:: Ausgewählter Auszug ::
3.      Unionsmarke – Beschwerdeverfahren – Beschwerde gegen eine Entscheidung der Widerspruchsabteilung des Amtes – Prüfung durch die Beschwerdekammer – Umfang – Tatsachen und Beweismittel zur Stützung des Widerspruchs, die nicht fristgerecht beigebracht worden sind – Berücksichtigung – Ermessen der Beschwerdekammer

(Verordnung 2017/1001 des Europäischen Parlaments und des Rates, Art. 95 Abs. 2; Verordnung 2018/625 der Kommission, Art. 8 Abs. 1 und Art. 27 Abs. 4)

(vgl. Rn. 38-40, 45)

Zusammenfassung

Mit seinem Urteil hebt das Gericht die Entscheidung der Beschwerdekammer des Amtes der Europäischen Union für geistiges Eigentum (EUIPO)(1) unter Bezugnahme auf Art. 41 Abs. 2 Buchst. a der Charta der Grundrechte der Europäischen Union (im Folgenden: Charta) auf, weil die Klägerin nicht zu von der Beschwerdekammer von Amts wegen aufgegriffenen und für sie nachteiligen Punkten gehört wurde.

Herr Florim Alaj meldete beim EUIPO das Bildzeichen „in Insajderi“ an. Die Anmeldung erfolgte für Dienstleistungen des Bereitstellens von Informationen, Nachrichten und Kommentaren im Bereich aktuelle Ereignisse über das Internet(2). Die Insider LLC, die Klägerin, erhob Widerspruch gegen die Eintragung(3), den sie auf zwei ältere, im Kosovo eingetragene Marken stützte. Die Widerspruchsabteilung gab dem Widerspruch statt.

:: Erfasste Daten ::
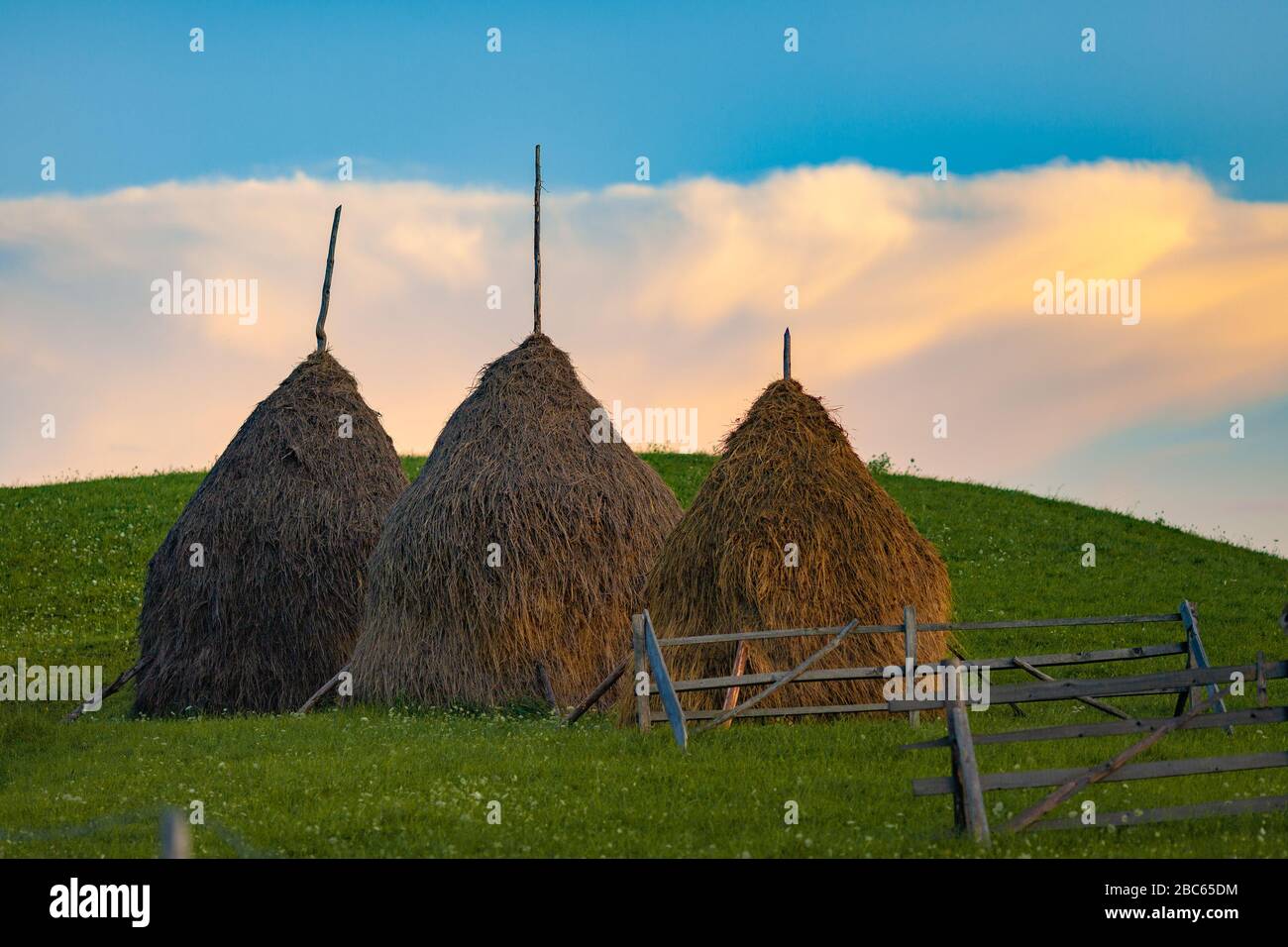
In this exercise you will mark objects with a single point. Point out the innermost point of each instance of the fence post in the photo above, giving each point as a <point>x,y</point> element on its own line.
<point>642,701</point>
<point>175,841</point>
<point>910,652</point>
<point>967,771</point>
<point>956,770</point>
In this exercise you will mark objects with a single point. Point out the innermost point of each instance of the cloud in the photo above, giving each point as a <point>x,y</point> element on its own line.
<point>915,298</point>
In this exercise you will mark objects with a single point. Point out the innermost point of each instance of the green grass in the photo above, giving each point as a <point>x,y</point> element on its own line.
<point>372,783</point>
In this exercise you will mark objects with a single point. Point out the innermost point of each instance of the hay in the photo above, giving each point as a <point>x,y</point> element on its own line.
<point>287,517</point>
<point>789,474</point>
<point>578,525</point>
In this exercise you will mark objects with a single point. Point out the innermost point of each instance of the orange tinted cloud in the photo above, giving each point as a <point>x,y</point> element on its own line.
<point>915,298</point>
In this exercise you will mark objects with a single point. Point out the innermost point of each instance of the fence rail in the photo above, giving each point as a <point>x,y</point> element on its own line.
<point>967,785</point>
<point>649,665</point>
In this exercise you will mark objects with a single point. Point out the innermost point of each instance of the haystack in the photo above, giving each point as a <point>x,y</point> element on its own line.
<point>257,590</point>
<point>518,553</point>
<point>786,475</point>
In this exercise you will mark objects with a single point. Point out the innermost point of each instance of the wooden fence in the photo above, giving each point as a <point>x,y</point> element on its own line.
<point>649,667</point>
<point>967,785</point>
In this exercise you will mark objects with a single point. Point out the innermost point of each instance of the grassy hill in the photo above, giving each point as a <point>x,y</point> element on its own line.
<point>368,781</point>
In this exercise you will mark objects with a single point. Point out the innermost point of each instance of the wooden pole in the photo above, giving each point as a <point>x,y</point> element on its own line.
<point>739,665</point>
<point>175,840</point>
<point>536,250</point>
<point>967,770</point>
<point>546,686</point>
<point>597,692</point>
<point>111,688</point>
<point>321,692</point>
<point>642,701</point>
<point>326,282</point>
<point>910,654</point>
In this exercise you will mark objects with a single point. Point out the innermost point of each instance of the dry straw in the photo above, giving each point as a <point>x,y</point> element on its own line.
<point>523,541</point>
<point>286,519</point>
<point>787,474</point>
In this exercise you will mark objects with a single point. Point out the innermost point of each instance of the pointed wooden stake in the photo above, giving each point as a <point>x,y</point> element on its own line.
<point>536,250</point>
<point>326,282</point>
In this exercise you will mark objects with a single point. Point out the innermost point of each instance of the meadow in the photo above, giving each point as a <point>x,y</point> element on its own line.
<point>372,783</point>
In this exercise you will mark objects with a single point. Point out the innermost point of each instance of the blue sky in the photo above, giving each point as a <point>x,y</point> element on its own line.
<point>810,169</point>
<point>410,91</point>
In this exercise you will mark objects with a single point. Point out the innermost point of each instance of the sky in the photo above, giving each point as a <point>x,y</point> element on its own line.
<point>767,170</point>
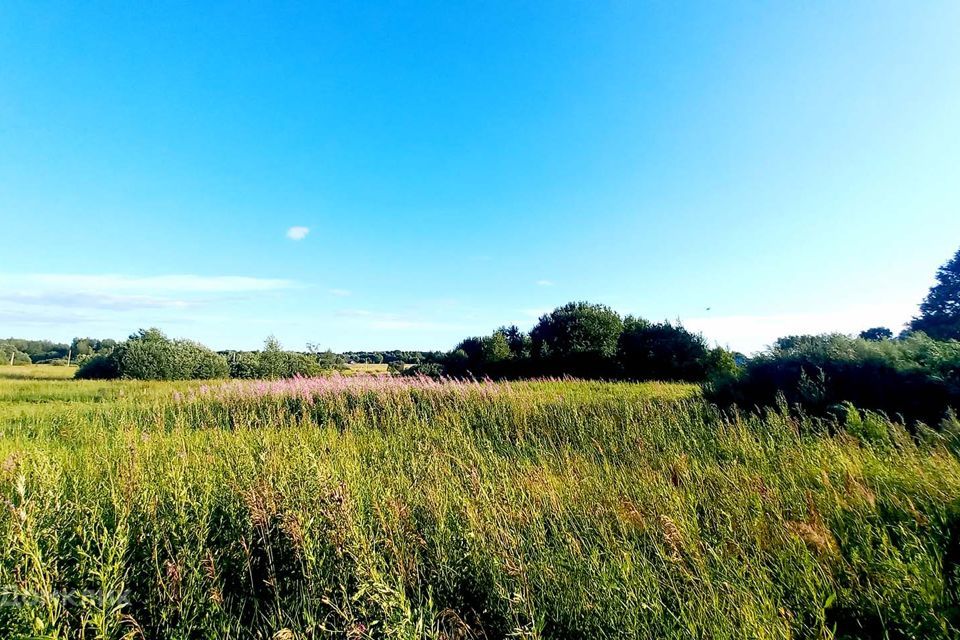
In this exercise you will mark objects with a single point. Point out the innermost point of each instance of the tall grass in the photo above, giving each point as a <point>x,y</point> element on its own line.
<point>378,508</point>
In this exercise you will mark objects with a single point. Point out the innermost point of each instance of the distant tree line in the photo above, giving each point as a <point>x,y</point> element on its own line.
<point>20,351</point>
<point>587,340</point>
<point>386,357</point>
<point>915,374</point>
<point>150,355</point>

:: Deine Aufgaben ::
[A] Schreibe aus dem Auszug zum Markenstreit um „in Insajderi“ die Stelle von „(Verordnung 2017/1001 des“ bis einschließlich „und Art. 27 Abs. 4)“ wortgetreu ab.
[B] Führe den Auszug zum Markenstreit um „in Insajderi“ im Anschluss an seinen letzten Satz weiter.

:: Antworten je Aufgabe ::
[A]
(Verordnung 2017/1001 des Europäischen Parlaments und des Rates, Art. 95 Abs. 2; Verordnung 2018/625 der Kommission, Art. 8 Abs. 1 und Art. 27 Abs. 4)

[B]
Die Beschwerdekammer hob jedoch die Entscheidung der Widerspruchsabteilung auf und wies den Widerspruch mit der Begründung zurück, dass die Klägerin nicht nachgewiesen habe, dass die beanspruchten älteren Marken existierten und sie deren Inhaberin sei. Sie stellte insbesondere das Fehlen von Originalfassungen der Eintragungsurkunden für die älteren Marken fest und befand, dass es sich bei den von der Klägerin als Beweis vorgelegten beglaubigten Übersetzungen dieser Urkunden um nicht amtliche Übersetzungen handle, in denen der Originaltext nicht sichtbar sei, so dass es unmöglich sei, zu überprüfen, ob die jeweilige Originalurkunde die grundlegenden Angaben enthalte.

Würdigung durch das Gericht

Vorab weist das Gericht darauf hin, dass die in Art. 94 Abs. 1 Satz 2 der Verordnung 2017/1001 vorgesehene Begründungspflicht einen besonderen Anwendungsfall des in Art. 41 Abs. 2 Buchst. a der Charta niedergelegten allgemeinen Grundsatzes des Schutzes der Verteidigungsrechte darstellt. Alle Handlungen der Union müssen nämlich die Grundrechte, wie sie in der Charta anerkannt sind, achten, was eine Voraussetzung für ihre Rechtmäßigkeit ist, deren Kontrolle den Unionsgerichten im Rahmen des umfassenden Systems von Rechtsbehelfen obliegt. Was genauer das Recht betrifft, in jedem Verfahren gehört zu werden, so garantiert es jeder Person, dass sie die Möglichkeit hat, in einem Verwaltungsverfahren in sachdienlicher und wirksamer Weise ihren Standpunkt vorzutragen, bevor ihr gegenüber eine für ihre Interessen möglicherweise nachteilige Entscheidung ergeht. Dieses Recht erstreckt sich auf alle tatsächlichen oder rechtlichen Gesichtspunkte, die die Grundlage der Entscheidungsfindung bilden, nicht aber auf den endgültigen Standpunkt, den die Verwaltung einnehmen will. Infolgedessen obliegt es dem EUIPO, die Beteiligten eines bei seinen Stellen anhängigen Verfahrens in die Lage zu versetzen, ihren Standpunkt zu allen Gesichtspunkten geltend zu machen, die die Grundlage der Entscheidungen dieser Stellen bilden.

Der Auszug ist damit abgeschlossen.